# [Selected text]

▼

Eversource representatives updated the Somerville City Council committee on April 7 about the utility’s Electric Sector Modernization Plan and the company’s planning for substation, distribution and underground‑cable upgrades needed to support decarbonization and electrification.
City officials said they want timely public communication if project cost or timing pressures translate into higher utility bills for ratepayers. “I will be unsurprised if capital or project cost increase or if project timelines lengthen,” Councilor Davis said, urging Eversource to notify the public if those pressures would pass through to monthly bills.
The utility described supply‑chain and cost pressures that it says are already affecting procurement. “Since COVID, we continue to experience supply chain challenges, that without question, I think is impacting our purchasing strategy,” said Jason Wright, community relations, Eversource. Wright and system planners pointed to continuing long lead times for major substation equipment and possible geopolitical impacts on specific materials.
Why this matters: the city faces near‑term demand from commercial and lab development and long‑term load growth from potential residential densification. The committee sought clarity on whether planned projects such as the Prospect Street substation (Station 402) and other capital work now under way could be delayed or see cost increases that might ultimately be recovered through state mechanisms and appear on customer bills.
On the projects now under construction, Eversource said some major equipment was already ordered, which may reduce immediate exposure to supply shocks. “It might not have that bigger impact, at least on the immediate projects,” said Juan Martinez, Eversource system planning, noting that other projects further out in the pipeline could still face longer lead times. He added that some equipment lead times “are 4 years, 3, 4, 5 years.”
On the Prospect Street expansion (Station 402) timeline, Jason Wright said the transformer installation is ongoing and the utility projects the transformer will be energized in early second quarter of next year. He also described community‑engagement steps the utility intends to take during construction: “we have a special project engagement team… phone calls, dedicated emails, door hangers, dedicated websites, dedicated phone numbers,” he said.
City officials discussed rate protections the municipality already has. “In Somerville, we have the Community Choice electricity program, and that program has rates locked in through January of 2028,” Director Christine Blais, Office of Sustainability and Environment, told the committee, noting that the program can shield residents from short‑term statewide rate volatility.
On capacity for future housing growth, Martinez said the proposed substation upgrades include spare capacity intended to cover a 10‑year planning horizon: “in terms of substation capacity… we should be okay in the next 10 years.” He added that distribution‑level upgrades are location‑specific and typically have shorter lead times of one to three years.
Committee members pressed the utility on the link between capital costs and delivery charges. Eversource said that costs for many projects are recovered over the lifetime of the assets and are borne across state ratepayers, not only by Somerville customers.
The committee agreed to keep the item in committee and asked Eversource to return with periodic updates as federal and state policies, funding and market conditions evolve.

▲

# [Data below]
▼

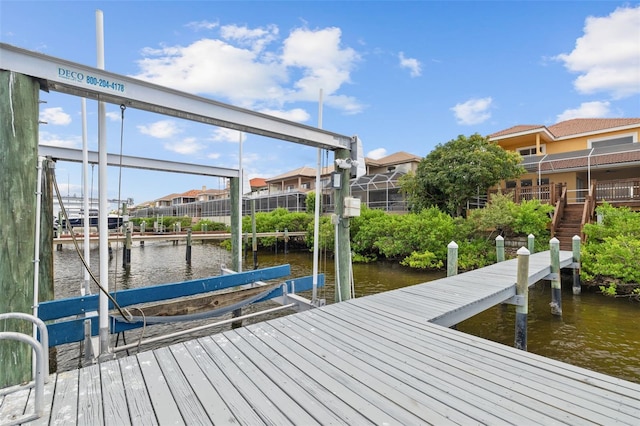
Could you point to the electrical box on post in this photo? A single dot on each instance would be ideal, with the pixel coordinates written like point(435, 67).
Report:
point(351, 207)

▲

# [Parts of the exercise]
• a. Recast the paragraph of the Eversource grid-planning article that begins "On the projects now under construction" as a short bulleted list, keeping its main facts.
• b. Answer these questions from the Eversource grid-planning article:
(i) Through what date are rates locked in under Somerville's Community Choice electricity program?
(ii) When does Eversource expect the transformer at the Prospect Street substation (Station 402) to be energized?
(iii) What lead times are typical for distribution-level upgrades?

# [Set of answers]
• a.
- Eversource has already ordered some major equipment for projects under construction, which may reduce their immediate exposure to supply shocks.
- Juan Martinez of Eversource system planning said the impact may be smaller, at least on the immediate projects.
- Projects further out in the pipeline could still face longer lead times.
- Some equipment lead times run three to five years.

• b.
(i) January 2028.
(ii) Early in the second quarter of next year.
(iii) One to three years.